start SOURCE RECORDS

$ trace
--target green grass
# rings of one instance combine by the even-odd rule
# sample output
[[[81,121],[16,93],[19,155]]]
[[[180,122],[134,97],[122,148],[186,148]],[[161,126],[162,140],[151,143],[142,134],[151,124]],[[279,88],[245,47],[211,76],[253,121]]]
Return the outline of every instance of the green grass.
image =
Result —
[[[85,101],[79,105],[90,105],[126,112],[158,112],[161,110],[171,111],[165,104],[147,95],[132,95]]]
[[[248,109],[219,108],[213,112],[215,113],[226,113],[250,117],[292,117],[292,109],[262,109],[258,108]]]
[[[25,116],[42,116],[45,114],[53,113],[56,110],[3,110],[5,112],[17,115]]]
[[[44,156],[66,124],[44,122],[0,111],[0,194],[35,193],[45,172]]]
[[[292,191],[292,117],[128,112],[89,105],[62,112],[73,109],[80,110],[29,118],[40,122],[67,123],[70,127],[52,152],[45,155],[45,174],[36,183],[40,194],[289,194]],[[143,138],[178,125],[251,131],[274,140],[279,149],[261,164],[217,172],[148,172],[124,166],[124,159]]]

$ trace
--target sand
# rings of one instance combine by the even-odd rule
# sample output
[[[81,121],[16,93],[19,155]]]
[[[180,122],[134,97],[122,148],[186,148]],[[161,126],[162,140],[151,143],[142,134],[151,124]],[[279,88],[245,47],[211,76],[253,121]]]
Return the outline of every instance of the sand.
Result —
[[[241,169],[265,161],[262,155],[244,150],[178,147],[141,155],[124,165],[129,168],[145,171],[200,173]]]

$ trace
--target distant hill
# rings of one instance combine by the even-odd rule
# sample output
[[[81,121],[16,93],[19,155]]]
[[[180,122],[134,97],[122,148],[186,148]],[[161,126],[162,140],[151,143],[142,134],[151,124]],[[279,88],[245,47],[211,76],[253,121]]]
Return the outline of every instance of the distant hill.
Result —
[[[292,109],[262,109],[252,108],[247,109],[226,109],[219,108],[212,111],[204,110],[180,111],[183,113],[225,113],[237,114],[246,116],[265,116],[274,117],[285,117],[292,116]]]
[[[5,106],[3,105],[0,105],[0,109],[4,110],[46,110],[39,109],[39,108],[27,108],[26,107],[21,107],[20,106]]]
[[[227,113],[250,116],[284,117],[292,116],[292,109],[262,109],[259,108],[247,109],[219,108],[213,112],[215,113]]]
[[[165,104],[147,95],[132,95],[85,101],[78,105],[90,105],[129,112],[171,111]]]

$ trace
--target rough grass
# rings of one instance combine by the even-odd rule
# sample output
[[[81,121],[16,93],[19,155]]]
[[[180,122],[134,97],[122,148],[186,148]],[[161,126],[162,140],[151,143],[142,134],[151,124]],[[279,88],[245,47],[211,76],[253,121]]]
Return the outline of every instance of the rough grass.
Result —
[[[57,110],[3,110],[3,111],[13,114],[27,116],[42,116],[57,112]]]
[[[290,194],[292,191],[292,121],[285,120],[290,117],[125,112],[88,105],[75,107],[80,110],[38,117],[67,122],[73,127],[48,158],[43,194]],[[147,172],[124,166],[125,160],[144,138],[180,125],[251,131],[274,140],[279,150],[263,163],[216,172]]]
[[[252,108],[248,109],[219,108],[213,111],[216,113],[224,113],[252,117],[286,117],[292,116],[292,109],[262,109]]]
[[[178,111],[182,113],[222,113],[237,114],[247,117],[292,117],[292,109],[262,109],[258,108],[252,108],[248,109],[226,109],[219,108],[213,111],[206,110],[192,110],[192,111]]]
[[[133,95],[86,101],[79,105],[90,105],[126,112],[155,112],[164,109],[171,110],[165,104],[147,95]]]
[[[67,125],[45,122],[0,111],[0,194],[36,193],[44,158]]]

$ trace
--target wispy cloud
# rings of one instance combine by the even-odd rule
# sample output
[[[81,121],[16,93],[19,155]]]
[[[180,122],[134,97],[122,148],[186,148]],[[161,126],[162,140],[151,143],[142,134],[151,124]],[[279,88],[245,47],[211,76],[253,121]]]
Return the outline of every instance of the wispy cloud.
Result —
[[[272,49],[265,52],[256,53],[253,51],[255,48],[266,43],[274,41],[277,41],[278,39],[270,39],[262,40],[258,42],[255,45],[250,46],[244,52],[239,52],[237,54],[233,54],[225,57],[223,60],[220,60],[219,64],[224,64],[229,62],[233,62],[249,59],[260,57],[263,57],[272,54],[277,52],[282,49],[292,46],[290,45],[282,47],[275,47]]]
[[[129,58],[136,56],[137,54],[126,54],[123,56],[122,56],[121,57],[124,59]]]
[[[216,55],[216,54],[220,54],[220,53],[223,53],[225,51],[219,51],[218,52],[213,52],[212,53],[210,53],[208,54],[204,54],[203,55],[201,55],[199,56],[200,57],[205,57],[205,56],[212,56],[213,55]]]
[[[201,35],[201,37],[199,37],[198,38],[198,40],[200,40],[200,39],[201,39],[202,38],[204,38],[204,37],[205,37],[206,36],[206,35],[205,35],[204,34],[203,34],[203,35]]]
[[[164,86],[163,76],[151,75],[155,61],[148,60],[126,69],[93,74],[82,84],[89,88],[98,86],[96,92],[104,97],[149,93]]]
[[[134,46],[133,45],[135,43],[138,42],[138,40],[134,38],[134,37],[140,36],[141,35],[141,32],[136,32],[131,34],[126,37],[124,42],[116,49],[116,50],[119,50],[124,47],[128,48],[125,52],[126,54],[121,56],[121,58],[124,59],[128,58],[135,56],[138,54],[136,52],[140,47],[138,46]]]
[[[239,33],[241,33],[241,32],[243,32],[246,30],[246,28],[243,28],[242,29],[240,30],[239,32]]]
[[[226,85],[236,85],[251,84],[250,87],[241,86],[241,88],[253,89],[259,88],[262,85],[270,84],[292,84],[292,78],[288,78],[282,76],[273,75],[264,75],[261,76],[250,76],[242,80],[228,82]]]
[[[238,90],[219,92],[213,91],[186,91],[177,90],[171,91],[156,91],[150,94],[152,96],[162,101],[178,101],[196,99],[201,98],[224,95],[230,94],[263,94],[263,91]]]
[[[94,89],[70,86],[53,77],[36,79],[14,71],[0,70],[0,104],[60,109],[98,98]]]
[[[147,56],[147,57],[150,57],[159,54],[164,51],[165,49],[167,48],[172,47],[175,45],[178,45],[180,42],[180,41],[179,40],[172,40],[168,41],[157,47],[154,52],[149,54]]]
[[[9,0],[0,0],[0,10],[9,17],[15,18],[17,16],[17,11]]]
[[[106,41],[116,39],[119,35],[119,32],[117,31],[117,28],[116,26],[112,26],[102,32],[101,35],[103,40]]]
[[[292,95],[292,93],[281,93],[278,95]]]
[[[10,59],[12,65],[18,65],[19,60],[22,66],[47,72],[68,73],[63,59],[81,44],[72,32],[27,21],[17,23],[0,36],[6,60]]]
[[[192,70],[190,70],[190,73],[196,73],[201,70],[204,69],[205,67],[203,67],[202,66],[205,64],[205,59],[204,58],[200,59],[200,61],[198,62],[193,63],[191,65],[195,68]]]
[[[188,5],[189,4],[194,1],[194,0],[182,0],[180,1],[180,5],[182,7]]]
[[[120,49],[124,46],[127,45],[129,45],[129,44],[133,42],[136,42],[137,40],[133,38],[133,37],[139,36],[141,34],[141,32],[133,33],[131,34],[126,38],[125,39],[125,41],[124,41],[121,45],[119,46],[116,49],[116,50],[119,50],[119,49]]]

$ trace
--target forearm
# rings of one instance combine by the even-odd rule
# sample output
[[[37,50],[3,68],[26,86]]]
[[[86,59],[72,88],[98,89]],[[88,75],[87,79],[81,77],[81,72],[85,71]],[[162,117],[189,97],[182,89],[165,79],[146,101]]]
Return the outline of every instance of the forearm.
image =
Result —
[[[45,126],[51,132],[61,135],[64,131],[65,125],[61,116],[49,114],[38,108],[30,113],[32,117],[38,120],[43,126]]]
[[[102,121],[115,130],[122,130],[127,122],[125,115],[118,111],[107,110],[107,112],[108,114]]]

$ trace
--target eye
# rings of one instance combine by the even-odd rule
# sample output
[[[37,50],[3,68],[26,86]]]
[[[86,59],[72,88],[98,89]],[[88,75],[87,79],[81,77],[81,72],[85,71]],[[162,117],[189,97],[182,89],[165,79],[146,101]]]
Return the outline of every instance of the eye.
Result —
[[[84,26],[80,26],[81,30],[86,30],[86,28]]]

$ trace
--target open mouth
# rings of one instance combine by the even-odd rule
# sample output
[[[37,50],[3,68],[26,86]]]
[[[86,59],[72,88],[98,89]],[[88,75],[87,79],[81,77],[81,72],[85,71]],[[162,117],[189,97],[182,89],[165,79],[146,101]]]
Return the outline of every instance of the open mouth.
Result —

end SOURCE RECORDS

_AIM OF THE TASK_
Which lines in the collection entries above contain the word "wispy"? Pull out each one and copy it in full.

_RESULT_
--target wispy cloud
Return the outline of every instance of the wispy cloud.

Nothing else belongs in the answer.